Instructions to follow: Apart from the pictures, every record here must be copied word for word.

Task data:
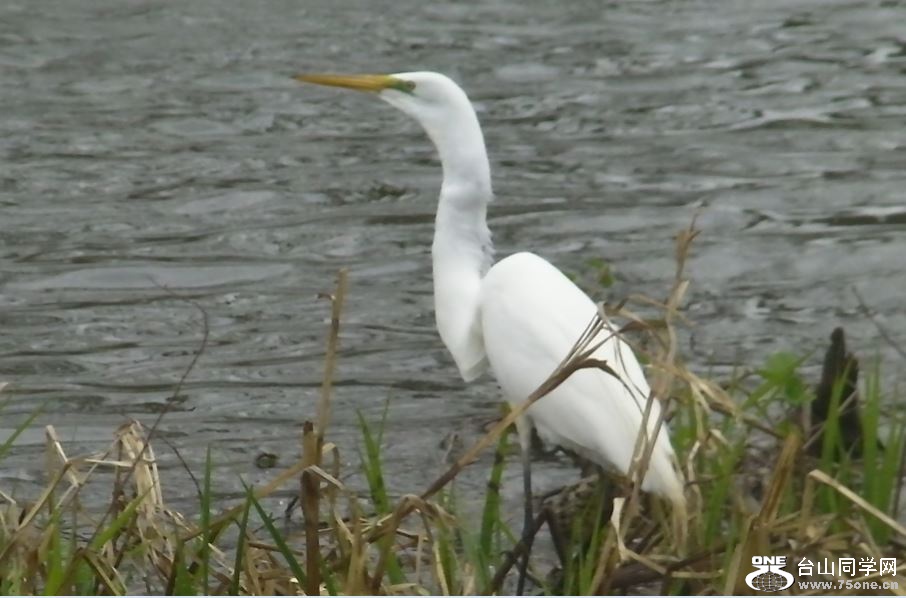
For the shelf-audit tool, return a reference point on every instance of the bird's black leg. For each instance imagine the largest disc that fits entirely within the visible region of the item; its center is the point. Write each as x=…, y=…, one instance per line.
x=527, y=525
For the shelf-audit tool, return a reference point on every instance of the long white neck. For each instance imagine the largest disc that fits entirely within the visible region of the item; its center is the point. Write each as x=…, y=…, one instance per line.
x=462, y=242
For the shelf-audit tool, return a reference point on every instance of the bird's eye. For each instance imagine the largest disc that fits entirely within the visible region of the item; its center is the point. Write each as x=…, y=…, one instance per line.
x=404, y=86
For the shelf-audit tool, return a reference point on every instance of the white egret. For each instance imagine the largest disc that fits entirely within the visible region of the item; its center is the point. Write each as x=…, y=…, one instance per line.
x=521, y=316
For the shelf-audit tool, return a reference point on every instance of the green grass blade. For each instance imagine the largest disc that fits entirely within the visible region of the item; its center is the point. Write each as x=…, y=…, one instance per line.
x=279, y=540
x=240, y=546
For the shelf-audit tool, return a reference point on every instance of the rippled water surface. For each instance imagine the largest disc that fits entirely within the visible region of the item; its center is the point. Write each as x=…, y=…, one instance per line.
x=156, y=158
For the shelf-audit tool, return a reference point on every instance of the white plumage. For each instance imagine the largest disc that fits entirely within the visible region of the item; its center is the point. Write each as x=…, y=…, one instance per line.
x=522, y=316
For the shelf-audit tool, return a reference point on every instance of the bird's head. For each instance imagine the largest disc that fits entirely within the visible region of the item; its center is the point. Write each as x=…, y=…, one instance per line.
x=432, y=99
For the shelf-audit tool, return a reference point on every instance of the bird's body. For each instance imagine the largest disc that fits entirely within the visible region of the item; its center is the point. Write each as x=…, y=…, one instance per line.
x=532, y=315
x=520, y=317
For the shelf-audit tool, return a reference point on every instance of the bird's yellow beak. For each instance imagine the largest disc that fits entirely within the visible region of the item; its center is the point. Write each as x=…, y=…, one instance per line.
x=375, y=83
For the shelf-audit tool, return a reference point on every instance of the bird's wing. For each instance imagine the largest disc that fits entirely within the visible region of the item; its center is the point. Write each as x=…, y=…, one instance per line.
x=531, y=316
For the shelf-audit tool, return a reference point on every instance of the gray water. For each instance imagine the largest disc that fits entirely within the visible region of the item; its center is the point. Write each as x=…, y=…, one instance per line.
x=157, y=155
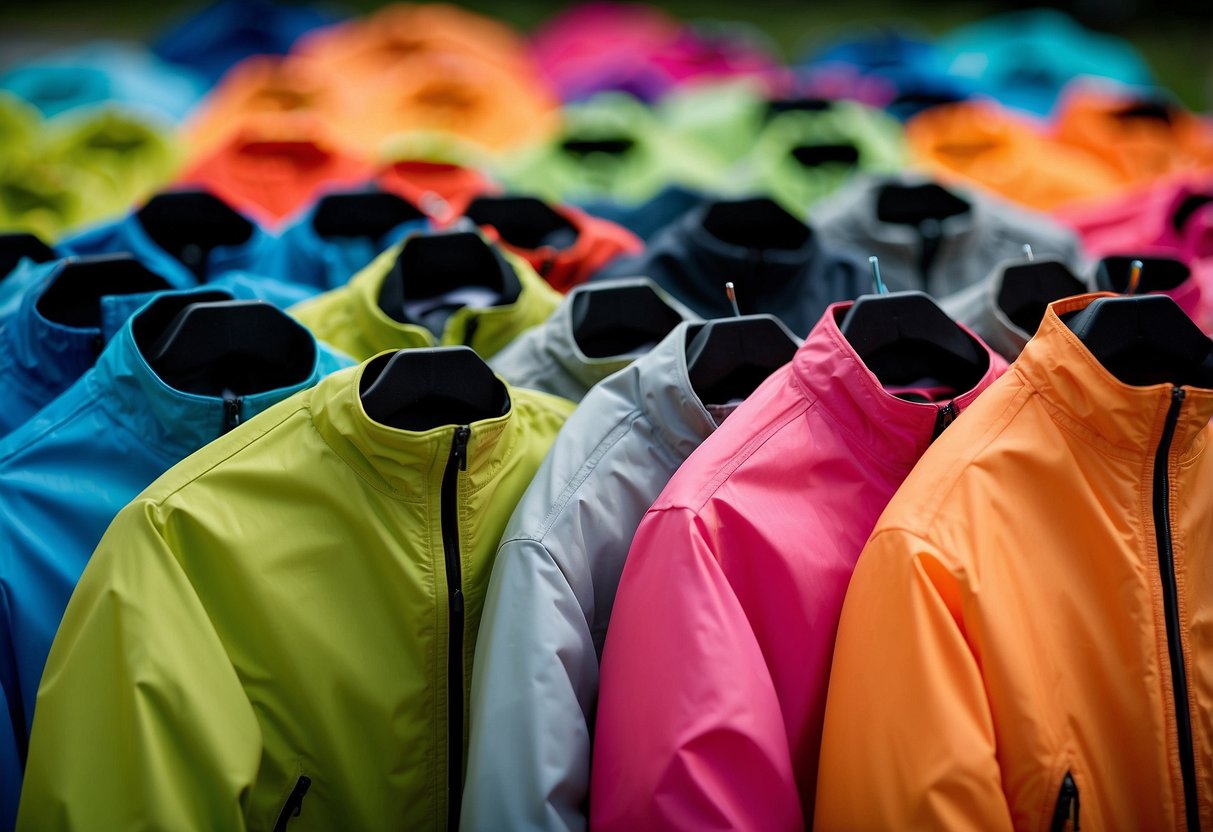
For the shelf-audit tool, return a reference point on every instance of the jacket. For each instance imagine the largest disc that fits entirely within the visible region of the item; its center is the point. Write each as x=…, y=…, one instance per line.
x=802, y=157
x=191, y=260
x=550, y=359
x=63, y=477
x=1028, y=588
x=317, y=252
x=1161, y=217
x=1142, y=135
x=776, y=263
x=286, y=621
x=978, y=143
x=275, y=165
x=981, y=308
x=563, y=244
x=968, y=235
x=715, y=670
x=46, y=346
x=550, y=598
x=351, y=319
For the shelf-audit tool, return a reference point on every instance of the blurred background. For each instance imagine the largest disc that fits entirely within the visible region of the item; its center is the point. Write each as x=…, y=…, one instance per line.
x=1174, y=35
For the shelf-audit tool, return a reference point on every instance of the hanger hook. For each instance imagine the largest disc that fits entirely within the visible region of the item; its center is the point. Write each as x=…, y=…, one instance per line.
x=733, y=298
x=881, y=289
x=1134, y=277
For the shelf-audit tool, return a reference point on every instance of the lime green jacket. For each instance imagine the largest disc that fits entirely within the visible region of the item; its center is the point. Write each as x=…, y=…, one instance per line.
x=349, y=318
x=262, y=639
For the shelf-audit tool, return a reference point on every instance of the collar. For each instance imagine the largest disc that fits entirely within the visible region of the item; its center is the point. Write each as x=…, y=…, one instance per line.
x=169, y=420
x=559, y=345
x=53, y=355
x=408, y=465
x=888, y=428
x=667, y=398
x=1087, y=398
x=861, y=201
x=716, y=256
x=385, y=332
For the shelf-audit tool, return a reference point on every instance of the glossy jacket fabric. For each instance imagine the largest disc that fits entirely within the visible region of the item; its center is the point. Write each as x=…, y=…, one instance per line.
x=980, y=307
x=43, y=353
x=1014, y=592
x=351, y=319
x=63, y=477
x=944, y=254
x=776, y=263
x=311, y=254
x=716, y=664
x=191, y=265
x=563, y=244
x=300, y=659
x=547, y=358
x=550, y=598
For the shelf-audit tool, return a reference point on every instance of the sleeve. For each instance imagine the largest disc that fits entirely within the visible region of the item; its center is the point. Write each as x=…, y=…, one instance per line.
x=141, y=719
x=909, y=740
x=534, y=685
x=689, y=733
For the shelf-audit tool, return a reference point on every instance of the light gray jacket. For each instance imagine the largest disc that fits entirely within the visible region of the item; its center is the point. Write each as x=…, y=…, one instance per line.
x=535, y=679
x=971, y=244
x=548, y=358
x=978, y=307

Task answer:
For the shelf-audit tool, return a reference point on every instance of the bird's black leg. For each instance imagine the largest disc that fits entirely within the visible region of the item; its center is the point. Write each as x=…, y=…, one instance per line.
x=527, y=525
For the shelf-audit tool, return a reference point on every instance of the long white neck. For each instance imagine the largest disc that fits entirely within the visible region of the item; its center is the point. Write each as x=…, y=…, one instance per line.
x=462, y=242
For the shelf-audit tool, return a reference point on every instance of the bird's eye. For each instance imagine the largest disc that fits entirely within the visible region of the item; its center is the point. Write each as x=…, y=…, one instance per line.
x=404, y=86
For the shelf-audit tool, return a reference point on every instance of the white egret. For each instance imagine the largest disc that fits entirely within the visible region of the item; its center is the point. Write each as x=…, y=…, one instance per line.
x=521, y=316
For the shelf-audit tool, return a reference point on every instance of the green grass blade. For each instance imagine the largest disc that fits entirely within the visible region of the item; its center is the point. Write each as x=…, y=…, one instance per line.
x=279, y=540
x=240, y=546
For the shelf-audit tool, return a reference point on every instance of the rippled water surface. For each instance imagine the largest disc that fits entirely within the visible region of the item; its center is the point. Write each as x=…, y=…, one instance per line.
x=156, y=158
For the shelf-audit tool, return a reference point on every instance of the white plumage. For each instance imagine the largest disc that fits entirely within the visible region of the item; its center is the point. Write each as x=…, y=…, one instance per line.
x=522, y=316
For the shelf-audit tool, return a reference point on every instance of the bird's head. For each instance imagine the largest disc that fits entirely within the visible region of the item; its center is the point. Write each as x=…, y=…, one instance per line.
x=432, y=99
For the shelf-audit tool, return a reference point on every instance of the bird's body. For each instance imagine the largest disc that fits entirely within the visible region of the item; its center is the point. Write each as x=…, y=…, one instance per line.
x=532, y=315
x=520, y=317
For the shelf-audit tool, return a reference point on every instance of the bird's yellow beak. For each instance imagine the largest disc that fits entirely within the visible region of the item; its center is the point. Write each as x=…, y=…, one instance per line.
x=375, y=83
For the shelf-audit tool, return a reference point on every instance of the bird's wing. For each instance imagine the largest disc that fits entirely within the visible region of the item; its center is the point. Write each as x=…, y=…, one instance per line.
x=531, y=316
For the shelf-audit tool, return a reference point on every instance of the gray water. For each instance imagine the largest disc that fits entirely within the visible region of the item; its center is the point. Write each as x=…, y=…, one instance per line.
x=157, y=155
For the shelf-audit tool, return a reference point on every instance of the jacket. For each instance imagine the largest disc that fits entirely within the visible region of the item; its center is the point. Write each as x=…, y=…, one instance per line.
x=802, y=157
x=191, y=260
x=550, y=359
x=63, y=477
x=1028, y=588
x=317, y=252
x=1161, y=217
x=1142, y=135
x=776, y=263
x=286, y=621
x=978, y=143
x=275, y=165
x=981, y=308
x=563, y=244
x=968, y=235
x=715, y=670
x=46, y=346
x=550, y=598
x=351, y=319
For the shelf-audit tool, return a reference point on every instance of the blurred background. For each instance imagine the largest disc that fits entirely within the visible region of the item; its center is the point. Write each as x=…, y=…, one instance per line.
x=1174, y=35
For the shelf-audit tool, return a reference point on every instance of the hanger hook. For each instance imagine the largest disc that fits entirely within the visible region of the item; its center is the point. Write each as x=…, y=…, one instance per line.
x=733, y=298
x=881, y=289
x=1134, y=277
For the shelf-audit tool, return a reference point on every instance of the lime green jacket. For each instance imagine the largest disc that fits entirely within the visible region of the item; its center is the point. Write each as x=…, y=…, one instance per line.
x=349, y=318
x=262, y=639
For the shelf-audit tool, return a reference point on every instance of the collar. For each instance imagine the largest disc that fits entirely within the visible region of the item; its center is the point. Write each as x=…, y=…, one instance per line.
x=169, y=420
x=559, y=345
x=53, y=355
x=408, y=465
x=888, y=428
x=667, y=398
x=1087, y=398
x=861, y=201
x=716, y=256
x=385, y=332
For the shelf-audit tool, return a reference point on every instance of the glossy jacket fabric. For each instance imagine the largest disc that fits entirely within the visible region of the item; its center is the point. Write each as x=…, y=…, one instance per line.
x=980, y=307
x=43, y=353
x=1014, y=592
x=351, y=319
x=63, y=477
x=944, y=254
x=776, y=263
x=311, y=254
x=716, y=664
x=191, y=265
x=563, y=244
x=300, y=659
x=547, y=358
x=550, y=598
For the shelf-audit tool, return a reference point on every instance of the sleeve. For each instance imagine the largest disc that fits entirely within the visible region of the item; its center is the point. Write each as x=…, y=…, one instance per line.
x=141, y=719
x=909, y=740
x=534, y=685
x=689, y=733
For the shelf-audit tool, return a reference point on every instance of the light gray jacket. For each instance imagine the largest disc that fits entirely within the visible region of the item; its center is the point. Write each as x=…, y=…, one instance per line.
x=535, y=679
x=971, y=244
x=548, y=358
x=978, y=307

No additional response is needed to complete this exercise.